# [Excerpt to read]
----

Fig. 7: The microstructure and mechanism of new bone ingrowth.

a H&E and Goldner staining of undecalcified tissue around the implant at 4th and 8th weeks post-surgery. A representative image of three biological replicates from each group was shown. b Quantification of H&E in the implants at 8th weeks. c Quantification of Goldner positive area in the implants at 8th weeks. d Immunofluorescence staining of CD31, BMP-2, and RUNX2 surrounding tissues of implants at 8th weeks post-surgery. A representative image of three biological replicates from each group was shown. Quantification of e CD31, f BMP-2, and g RUNX2 immunoreactivity within the implants. b, c, e, f, g n = 3 biologically independent samples; ANOVA followed by Tukey’s multiple comparisons; data were presented as mean values ± SD; error bars = SD. Significant differences between groups were indicated as ****p < 0.0001, ***p < 0.001, **p < 0.01, and *p < 0.05. Source data are provided as a Source Data file.

Methods

Chemicals

Barium carbonate (99%), titanium dioxide (99%), calcium carbonate (99.9%), zirconium dioxide (99.99%), cupric sulfate (99%), and nano HA were from Sinopharm Chemical Reagent Co., Ltd. (China). Dopamine hydrochloride (DA-HCl), tri(hydroxymethyl) amino methane hydrochloride (Tris-HCl, 1 M), methylene blue (MB), vancomycin, Calcein, and ARS were from Sigma Chemical Co. (USA). SOSG was from Invitrogen (USA). The Bacterial Live/Dead Bac Light viability kit was from Thermo Fisher (USA). Calcein/PI Cell Viability/Cytotoxicity Assay Kit, CCK-8 kit, and ARS dye were purchased from Beyotime (China).

----

# [Recorded information]
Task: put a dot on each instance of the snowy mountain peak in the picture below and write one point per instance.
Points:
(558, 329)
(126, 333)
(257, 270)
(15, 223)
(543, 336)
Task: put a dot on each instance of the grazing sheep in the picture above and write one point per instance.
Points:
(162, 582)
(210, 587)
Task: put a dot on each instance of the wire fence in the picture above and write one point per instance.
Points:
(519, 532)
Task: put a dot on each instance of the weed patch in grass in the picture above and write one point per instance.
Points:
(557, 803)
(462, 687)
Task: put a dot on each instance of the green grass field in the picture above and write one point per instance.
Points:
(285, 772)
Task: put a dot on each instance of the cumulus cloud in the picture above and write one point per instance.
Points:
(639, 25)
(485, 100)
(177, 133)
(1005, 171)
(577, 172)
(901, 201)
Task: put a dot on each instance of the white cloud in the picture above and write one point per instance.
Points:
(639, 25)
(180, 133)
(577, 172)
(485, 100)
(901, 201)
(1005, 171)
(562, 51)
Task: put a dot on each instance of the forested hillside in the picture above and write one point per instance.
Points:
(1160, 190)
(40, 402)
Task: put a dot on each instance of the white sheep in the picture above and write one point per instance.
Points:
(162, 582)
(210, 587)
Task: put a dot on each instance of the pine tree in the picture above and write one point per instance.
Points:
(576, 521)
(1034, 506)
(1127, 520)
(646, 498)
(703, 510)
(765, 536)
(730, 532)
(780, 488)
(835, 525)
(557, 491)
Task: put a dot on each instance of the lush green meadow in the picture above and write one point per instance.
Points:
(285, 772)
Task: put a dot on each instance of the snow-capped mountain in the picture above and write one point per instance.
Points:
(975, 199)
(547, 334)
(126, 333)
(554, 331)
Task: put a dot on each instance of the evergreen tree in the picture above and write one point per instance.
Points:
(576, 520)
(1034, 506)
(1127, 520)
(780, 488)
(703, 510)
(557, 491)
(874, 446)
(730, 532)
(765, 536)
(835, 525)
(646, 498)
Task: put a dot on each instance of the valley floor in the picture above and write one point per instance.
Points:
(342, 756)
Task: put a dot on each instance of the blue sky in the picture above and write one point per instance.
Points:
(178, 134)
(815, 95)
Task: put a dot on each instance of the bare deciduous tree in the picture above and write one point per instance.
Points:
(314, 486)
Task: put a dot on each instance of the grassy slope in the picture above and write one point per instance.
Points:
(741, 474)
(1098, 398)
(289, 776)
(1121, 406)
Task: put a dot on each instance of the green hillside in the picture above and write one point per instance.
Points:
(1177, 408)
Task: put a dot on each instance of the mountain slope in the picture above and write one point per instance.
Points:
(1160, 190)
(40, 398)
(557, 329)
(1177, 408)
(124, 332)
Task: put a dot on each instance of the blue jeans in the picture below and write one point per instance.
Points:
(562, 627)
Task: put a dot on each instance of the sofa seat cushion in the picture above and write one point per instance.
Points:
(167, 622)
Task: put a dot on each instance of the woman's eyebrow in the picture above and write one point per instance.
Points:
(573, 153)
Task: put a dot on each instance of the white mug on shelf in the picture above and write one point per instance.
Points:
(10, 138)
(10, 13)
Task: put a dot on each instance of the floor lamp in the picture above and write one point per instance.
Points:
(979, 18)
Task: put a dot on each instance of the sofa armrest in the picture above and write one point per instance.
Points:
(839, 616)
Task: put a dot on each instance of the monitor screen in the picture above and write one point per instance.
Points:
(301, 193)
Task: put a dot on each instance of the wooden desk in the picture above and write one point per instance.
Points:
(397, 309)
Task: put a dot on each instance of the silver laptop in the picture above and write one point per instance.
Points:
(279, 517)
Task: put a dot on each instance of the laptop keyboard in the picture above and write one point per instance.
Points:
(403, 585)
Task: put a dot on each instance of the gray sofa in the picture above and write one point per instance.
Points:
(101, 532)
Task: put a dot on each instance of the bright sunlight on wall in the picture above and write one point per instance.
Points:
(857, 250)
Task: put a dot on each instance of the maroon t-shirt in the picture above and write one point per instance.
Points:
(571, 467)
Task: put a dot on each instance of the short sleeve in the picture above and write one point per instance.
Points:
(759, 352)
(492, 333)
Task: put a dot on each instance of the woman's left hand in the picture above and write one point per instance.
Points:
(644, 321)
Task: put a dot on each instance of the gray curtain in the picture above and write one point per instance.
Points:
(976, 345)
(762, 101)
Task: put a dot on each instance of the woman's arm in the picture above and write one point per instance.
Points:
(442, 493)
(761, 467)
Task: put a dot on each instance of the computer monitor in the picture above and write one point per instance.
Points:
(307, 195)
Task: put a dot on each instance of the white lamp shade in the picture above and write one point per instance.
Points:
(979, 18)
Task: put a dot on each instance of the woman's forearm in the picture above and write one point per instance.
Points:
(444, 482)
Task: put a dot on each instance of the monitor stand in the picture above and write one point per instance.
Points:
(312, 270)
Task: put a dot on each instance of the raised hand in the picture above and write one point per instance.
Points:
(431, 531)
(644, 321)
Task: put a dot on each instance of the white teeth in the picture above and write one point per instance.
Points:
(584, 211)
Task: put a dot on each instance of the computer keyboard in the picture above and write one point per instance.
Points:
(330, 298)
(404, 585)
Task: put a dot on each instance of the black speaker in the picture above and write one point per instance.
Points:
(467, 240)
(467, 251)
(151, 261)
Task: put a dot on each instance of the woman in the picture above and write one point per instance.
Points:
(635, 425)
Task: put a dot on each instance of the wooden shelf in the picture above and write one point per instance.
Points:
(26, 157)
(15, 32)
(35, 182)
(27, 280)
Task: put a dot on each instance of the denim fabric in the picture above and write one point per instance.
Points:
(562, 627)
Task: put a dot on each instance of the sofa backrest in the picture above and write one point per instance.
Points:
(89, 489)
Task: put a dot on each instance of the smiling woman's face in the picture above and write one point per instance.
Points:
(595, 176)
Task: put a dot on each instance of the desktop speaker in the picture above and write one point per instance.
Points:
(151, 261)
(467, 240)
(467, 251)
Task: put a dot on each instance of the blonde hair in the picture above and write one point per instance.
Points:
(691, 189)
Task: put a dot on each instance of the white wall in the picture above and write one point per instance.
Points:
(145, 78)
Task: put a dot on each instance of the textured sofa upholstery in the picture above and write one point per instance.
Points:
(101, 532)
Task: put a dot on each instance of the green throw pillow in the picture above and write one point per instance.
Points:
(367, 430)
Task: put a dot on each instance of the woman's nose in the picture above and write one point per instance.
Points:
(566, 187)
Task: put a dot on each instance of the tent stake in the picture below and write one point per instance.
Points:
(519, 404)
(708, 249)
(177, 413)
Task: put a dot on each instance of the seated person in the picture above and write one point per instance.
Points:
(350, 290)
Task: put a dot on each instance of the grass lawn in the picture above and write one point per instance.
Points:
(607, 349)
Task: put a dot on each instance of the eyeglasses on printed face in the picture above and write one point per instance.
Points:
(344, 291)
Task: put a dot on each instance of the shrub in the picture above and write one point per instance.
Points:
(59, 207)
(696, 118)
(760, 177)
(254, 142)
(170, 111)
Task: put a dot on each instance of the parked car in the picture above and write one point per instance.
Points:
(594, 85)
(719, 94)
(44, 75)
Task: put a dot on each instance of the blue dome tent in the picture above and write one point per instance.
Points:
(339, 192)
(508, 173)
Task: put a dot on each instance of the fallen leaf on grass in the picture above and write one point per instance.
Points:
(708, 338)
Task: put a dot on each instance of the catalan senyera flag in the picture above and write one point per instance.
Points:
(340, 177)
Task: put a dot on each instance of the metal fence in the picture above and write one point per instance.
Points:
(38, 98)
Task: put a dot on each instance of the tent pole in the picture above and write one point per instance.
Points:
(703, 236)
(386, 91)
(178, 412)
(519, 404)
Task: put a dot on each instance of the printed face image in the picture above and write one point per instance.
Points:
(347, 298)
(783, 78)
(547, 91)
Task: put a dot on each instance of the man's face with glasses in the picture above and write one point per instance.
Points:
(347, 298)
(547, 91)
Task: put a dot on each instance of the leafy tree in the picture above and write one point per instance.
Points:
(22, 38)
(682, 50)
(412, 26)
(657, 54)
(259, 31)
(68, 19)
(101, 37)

----

# [Exercises]
**a)** In the bone ingrowth excerpt, which supplier provided the SOSG?
**b)** Using the bone ingrowth excerpt, explain what the number of asterisks attached to a difference between groups tells the reader.
**c)** Repeat the bone ingrowth excerpt from "Barium carbonate (99%), titanium" to "from Beyotime (China).".

# [Answers by task]
**a)** Invitrogen (USA).

**b)** The asterisks mark statistically significant differences between groups, and more asterisks indicate a smaller p-value. One asterisk means p < 0.05, two mean p < 0.01, three mean p < 0.001, and four mean p < 0.0001.

**c)**
Barium carbonate (99%), titanium dioxide (99%), calcium carbonate (99.9%), zirconium dioxide (99.99%), cupric sulfate (99%), and nano HA were from Sinopharm Chemical Reagent Co., Ltd. (China). Dopamine hydrochloride (DA-HCl), tri(hydroxymethyl) amino methane hydrochloride (Tris-HCl, 1 M), methylene blue (MB), vancomycin, Calcein, and ARS were from Sigma Chemical Co. (USA). SOSG was from Invitrogen (USA). The Bacterial Live/Dead Bac Light viability kit was from Thermo Fisher (USA). Calcein/PI Cell Viability/Cytotoxicity Assay Kit, CCK-8 kit, and ARS dye were purchased from Beyotime (China).